◆ **Selected excerpt**:
■ ■ ■ ■

Is This the Century of Africa’s Rise?
For decades, the dominant African narrative in the media was of famine, war, and disease. Recently, in light of a perceived economic upturn and a relative reduction in famine and disease across most of the continent, the narrative has changed to one of thrusting progress. The Economist and TIME magazine have both published big articles in the last two years called “Africa Rising,” complete with positive economic statistics and photos of children flying rainbow kites in the shape of the African continent.
We have moved from pictures of starving children with flies crawling across their faces to pictures of young men in big cities talking on mobile phones. Of course, neither narrative is correct. No narrative that attempts to take on something so large and diffuse can ever be correct. But there is something about these conveniently totalizing stories that fires the passions of believers and cynics alike. Believers point to fast-growing economies and fragile but intact democracies, non-believers refer to what the Kenyan writer and investigative journalist Parselelo Kantai told me was an “insidious little fiction manufactured by global corporate finance.”
The idea of Africa’s rise comes from a straightforward interpretation of high growth rates and increased foreign investment in parts of the continent. As The Economist’s piece pointed out, “over the past decade, six of the world’s ten fastest-growing countries were African.” According to McKinsey & Company, real GDP in Africa grew twice as fast in the 00s as it did in the 80s and 90s. Suddenly everyone has a mobile phone and that mobile phone has great reception.
Renaissance Capital’s Charles Robertson, author of The Fastest Billion, drew my attention to annual growth rates of “around six percent across sub-Sahara since 2000. Some say rapid growth is inevitable from a low base. This is nonsense. People got poorer in sub-Saharan Africa from 1980 to 2000.” Recent growth in Africa and rapid increases in Asia-Africa trade and investment have taken place against a backdrop of global austerity. As people struggle desperately in southern Europe, gas and oil resources are enriching a new generation in Tanzania, Kenya, Ethiopia and even—if proposed exploration occurs this year—Somalia and Somaliland.

■ ■ ■ ■

◆ **Activity**:
From the article on Africa's rise, list every place it names where gas and oil resources are enriching a new generation, including any that depend on proposed exploration. The entries that come next are separate material, not part of the article.

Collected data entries
■ ■ ■ ■

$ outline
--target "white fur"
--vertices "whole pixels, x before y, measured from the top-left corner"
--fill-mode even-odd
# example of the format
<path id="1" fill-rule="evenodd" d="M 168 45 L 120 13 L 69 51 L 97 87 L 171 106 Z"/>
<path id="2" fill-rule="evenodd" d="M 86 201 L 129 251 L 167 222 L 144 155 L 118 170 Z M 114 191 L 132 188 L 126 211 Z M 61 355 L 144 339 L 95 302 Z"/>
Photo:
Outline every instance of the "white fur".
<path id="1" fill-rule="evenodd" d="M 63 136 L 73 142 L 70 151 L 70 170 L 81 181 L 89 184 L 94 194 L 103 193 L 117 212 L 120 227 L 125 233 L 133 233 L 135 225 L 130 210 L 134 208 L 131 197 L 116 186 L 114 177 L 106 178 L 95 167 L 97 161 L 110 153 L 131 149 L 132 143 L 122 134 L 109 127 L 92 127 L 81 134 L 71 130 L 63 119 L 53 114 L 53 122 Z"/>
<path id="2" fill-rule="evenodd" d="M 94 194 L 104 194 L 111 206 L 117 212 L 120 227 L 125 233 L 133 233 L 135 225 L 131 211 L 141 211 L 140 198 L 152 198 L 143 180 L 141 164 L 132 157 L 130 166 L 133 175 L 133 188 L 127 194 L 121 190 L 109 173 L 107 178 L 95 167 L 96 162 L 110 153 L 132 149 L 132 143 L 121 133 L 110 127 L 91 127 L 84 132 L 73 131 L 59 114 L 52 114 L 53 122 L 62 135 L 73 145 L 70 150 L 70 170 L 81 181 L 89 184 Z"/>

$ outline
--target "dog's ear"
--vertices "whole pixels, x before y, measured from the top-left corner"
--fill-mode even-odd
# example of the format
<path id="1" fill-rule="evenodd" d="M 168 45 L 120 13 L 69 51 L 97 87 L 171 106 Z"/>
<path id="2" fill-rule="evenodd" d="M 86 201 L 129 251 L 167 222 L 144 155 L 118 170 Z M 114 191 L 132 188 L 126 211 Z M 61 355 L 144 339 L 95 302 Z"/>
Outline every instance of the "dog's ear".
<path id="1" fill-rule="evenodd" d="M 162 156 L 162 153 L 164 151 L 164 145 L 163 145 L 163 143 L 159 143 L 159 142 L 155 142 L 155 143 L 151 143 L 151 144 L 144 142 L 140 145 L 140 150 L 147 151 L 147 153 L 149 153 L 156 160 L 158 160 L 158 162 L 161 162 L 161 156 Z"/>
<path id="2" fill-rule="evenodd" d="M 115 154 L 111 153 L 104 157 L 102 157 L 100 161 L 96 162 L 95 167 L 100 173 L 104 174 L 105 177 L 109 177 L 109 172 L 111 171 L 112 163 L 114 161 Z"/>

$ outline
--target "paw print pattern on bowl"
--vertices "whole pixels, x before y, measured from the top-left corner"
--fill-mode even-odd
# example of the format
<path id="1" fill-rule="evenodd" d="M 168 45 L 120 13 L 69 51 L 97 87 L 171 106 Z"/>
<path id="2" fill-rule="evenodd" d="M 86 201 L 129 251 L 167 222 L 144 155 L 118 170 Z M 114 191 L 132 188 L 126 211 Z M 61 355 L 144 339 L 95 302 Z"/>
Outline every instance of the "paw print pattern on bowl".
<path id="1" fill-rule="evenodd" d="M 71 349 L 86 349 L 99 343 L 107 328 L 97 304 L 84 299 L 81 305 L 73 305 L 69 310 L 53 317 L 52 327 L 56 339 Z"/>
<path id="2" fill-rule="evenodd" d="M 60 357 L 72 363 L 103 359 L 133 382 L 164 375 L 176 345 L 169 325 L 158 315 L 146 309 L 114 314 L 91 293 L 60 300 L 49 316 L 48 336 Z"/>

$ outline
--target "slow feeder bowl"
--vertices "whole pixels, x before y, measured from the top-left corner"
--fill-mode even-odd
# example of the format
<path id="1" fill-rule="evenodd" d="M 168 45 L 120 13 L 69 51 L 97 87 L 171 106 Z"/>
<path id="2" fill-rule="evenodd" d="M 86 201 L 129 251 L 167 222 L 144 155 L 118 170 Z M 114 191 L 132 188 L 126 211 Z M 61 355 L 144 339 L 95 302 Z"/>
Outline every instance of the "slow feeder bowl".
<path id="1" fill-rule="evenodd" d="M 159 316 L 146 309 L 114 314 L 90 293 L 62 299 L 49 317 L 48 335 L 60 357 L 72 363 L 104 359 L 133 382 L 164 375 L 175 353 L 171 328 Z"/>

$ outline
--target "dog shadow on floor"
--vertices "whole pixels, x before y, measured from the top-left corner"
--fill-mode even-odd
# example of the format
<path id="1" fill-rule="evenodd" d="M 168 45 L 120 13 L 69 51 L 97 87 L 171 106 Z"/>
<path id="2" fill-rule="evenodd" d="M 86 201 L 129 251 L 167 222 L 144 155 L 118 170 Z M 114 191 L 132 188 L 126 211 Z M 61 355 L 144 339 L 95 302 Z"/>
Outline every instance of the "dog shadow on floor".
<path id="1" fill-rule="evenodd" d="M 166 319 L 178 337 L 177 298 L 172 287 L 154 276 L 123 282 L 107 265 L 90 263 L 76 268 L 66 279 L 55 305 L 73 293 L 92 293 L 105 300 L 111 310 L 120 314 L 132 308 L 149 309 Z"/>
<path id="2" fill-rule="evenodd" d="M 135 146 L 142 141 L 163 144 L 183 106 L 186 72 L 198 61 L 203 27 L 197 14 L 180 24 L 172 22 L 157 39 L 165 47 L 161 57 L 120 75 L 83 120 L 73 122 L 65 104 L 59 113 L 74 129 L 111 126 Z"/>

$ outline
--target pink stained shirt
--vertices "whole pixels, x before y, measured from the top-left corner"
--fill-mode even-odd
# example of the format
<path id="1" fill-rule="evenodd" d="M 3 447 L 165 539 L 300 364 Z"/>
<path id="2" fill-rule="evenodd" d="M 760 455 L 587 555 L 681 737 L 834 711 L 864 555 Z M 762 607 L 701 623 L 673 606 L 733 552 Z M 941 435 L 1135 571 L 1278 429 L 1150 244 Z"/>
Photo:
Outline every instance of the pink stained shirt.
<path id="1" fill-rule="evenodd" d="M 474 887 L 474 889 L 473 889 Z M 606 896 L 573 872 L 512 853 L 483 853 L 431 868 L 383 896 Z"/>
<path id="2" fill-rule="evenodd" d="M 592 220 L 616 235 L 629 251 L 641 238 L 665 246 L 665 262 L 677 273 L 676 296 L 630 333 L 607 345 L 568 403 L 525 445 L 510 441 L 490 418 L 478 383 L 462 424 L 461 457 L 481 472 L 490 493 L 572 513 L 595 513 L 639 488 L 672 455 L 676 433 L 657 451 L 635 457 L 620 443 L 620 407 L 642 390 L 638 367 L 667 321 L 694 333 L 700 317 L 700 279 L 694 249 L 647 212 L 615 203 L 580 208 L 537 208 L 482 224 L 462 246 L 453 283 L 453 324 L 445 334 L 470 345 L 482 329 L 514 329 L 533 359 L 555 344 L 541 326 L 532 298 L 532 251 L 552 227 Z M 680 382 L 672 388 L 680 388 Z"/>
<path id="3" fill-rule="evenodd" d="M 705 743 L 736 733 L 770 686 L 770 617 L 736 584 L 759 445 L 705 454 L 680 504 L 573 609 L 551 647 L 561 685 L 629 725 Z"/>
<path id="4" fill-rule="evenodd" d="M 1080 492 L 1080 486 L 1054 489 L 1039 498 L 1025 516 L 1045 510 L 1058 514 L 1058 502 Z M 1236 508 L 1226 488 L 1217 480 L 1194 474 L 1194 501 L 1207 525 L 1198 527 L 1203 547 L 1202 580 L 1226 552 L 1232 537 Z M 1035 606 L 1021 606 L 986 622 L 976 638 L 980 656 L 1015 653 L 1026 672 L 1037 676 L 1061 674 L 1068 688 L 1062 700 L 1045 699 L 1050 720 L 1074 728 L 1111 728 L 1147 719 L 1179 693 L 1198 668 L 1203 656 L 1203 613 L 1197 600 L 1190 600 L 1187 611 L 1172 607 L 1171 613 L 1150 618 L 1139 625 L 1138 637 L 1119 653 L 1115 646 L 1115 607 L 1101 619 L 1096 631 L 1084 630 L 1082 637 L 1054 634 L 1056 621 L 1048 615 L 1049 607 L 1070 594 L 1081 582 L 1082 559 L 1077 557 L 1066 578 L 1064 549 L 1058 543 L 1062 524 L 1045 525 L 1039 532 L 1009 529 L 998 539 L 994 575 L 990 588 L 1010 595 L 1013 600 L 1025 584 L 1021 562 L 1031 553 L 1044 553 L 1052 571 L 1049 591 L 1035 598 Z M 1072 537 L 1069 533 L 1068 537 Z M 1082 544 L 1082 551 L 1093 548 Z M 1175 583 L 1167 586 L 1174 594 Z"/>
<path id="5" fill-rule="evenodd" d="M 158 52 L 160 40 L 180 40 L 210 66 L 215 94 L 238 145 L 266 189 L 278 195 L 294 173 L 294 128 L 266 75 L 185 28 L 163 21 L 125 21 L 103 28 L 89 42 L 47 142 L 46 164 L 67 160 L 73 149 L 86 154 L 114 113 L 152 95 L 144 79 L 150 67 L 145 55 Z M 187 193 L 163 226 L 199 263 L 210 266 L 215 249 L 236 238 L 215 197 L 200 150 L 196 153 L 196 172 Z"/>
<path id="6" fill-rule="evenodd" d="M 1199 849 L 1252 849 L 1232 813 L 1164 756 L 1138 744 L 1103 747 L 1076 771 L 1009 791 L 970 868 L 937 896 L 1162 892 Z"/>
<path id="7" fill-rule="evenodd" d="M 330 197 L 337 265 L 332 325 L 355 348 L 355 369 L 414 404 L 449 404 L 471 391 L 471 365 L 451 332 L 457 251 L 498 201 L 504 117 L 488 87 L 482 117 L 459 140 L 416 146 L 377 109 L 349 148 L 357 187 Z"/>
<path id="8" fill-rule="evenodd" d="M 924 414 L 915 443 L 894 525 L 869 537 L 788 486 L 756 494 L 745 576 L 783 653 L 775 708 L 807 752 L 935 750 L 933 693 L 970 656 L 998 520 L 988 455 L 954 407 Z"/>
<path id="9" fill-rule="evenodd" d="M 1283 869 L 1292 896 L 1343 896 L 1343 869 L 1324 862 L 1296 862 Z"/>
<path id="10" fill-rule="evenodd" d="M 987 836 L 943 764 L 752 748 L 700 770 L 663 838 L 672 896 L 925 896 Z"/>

■ ■ ■ ■

◆ **Response to this task**:
Tanzania, Kenya, Ethiopia, Somalia, Somaliland